[STATED GOAL]
Reproduce every one of the entries below line for line, with no changes to wording, numbers or order.

[ENTRIES SHOWN]

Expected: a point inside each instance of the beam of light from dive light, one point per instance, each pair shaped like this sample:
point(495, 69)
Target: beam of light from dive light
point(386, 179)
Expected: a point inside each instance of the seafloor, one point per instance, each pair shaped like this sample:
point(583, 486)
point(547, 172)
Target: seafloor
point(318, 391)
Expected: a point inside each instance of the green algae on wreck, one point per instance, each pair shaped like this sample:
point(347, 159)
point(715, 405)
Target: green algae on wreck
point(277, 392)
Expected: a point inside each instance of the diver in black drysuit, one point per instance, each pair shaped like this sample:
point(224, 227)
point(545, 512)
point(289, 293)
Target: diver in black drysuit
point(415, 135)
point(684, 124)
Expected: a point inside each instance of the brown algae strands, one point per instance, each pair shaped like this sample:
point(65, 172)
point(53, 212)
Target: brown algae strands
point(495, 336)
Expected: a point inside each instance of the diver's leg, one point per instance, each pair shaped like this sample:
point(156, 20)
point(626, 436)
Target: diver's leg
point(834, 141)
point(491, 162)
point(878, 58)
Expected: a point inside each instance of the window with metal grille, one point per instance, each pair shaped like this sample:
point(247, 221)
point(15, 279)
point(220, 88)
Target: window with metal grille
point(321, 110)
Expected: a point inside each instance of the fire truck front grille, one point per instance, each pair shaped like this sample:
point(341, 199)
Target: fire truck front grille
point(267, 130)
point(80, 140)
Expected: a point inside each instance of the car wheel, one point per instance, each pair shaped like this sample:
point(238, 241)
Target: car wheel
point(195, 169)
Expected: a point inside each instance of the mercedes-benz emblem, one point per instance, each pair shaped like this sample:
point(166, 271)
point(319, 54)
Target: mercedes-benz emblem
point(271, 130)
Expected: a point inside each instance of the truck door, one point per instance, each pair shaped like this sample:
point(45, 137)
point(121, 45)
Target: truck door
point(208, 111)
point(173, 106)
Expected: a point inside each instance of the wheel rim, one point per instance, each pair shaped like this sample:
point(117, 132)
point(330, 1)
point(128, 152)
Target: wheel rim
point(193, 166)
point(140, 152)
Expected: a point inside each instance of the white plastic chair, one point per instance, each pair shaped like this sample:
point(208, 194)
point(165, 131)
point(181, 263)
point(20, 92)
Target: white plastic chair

[RESULT]
Expected: a point inside each instance of the beam of light from dive light, one point per instance, each pair shaped like this sample:
point(495, 69)
Target: beam of light from dive light
point(386, 179)
Expected: a point inside each instance of the seafloor, one point per instance, each pair shaped like this sample:
point(583, 486)
point(547, 172)
Target: seafloor
point(318, 391)
Expected: a point inside each instance of the green algae on wreck, one point per instance, each pair shaped like this sample:
point(347, 159)
point(715, 405)
Target: green algae on wreck
point(277, 392)
Expected: a point inside each instance of the diver in black drysuit, one point per instance, each pair shaped like this sample:
point(224, 227)
point(545, 512)
point(289, 293)
Target: diver in black drysuit
point(415, 135)
point(684, 124)
Expected: a point inside each instance of the brown algae strands, one point per instance, each pair shaped like this sample:
point(65, 172)
point(53, 212)
Target: brown algae strands
point(495, 336)
Expected: a point inside each instance of the diver's leg, one point per instance, each pair shaped like this sample:
point(156, 20)
point(626, 436)
Target: diver's leg
point(834, 141)
point(491, 162)
point(878, 58)
Expected: a point inside each instance of the window with metal grille, one point per instance, each pair shaped like this sample:
point(247, 221)
point(15, 279)
point(220, 88)
Target: window with metal grille
point(321, 110)
Expected: a point inside each instance of the fire truck front grille, one point per instance, each pair shaped like this sample:
point(341, 199)
Target: fire truck front grille
point(267, 130)
point(80, 140)
Expected: a point inside each instance of the car wheel, one point per instance, each pair shaped like this sample:
point(238, 241)
Target: car wheel
point(195, 169)
Expected: a point inside each instance of the mercedes-benz emblem, one point per instance, each pair shaped like this sample:
point(166, 271)
point(319, 54)
Target: mercedes-benz emblem
point(271, 130)
Expected: a point inside each instance of the truck door, one point per instance, each pair shaped like this sample:
point(45, 137)
point(121, 45)
Target: truck door
point(208, 111)
point(173, 106)
Expected: a point inside each instance of the wheel rim, one point per instance, each pair shaped like this sample:
point(117, 132)
point(330, 1)
point(128, 152)
Target: wheel rim
point(193, 166)
point(140, 152)
Expected: a point inside each instance of the white plastic chair, one point per instance, each pair shaped like this sample:
point(208, 194)
point(165, 131)
point(181, 263)
point(20, 92)
Target: white plastic chair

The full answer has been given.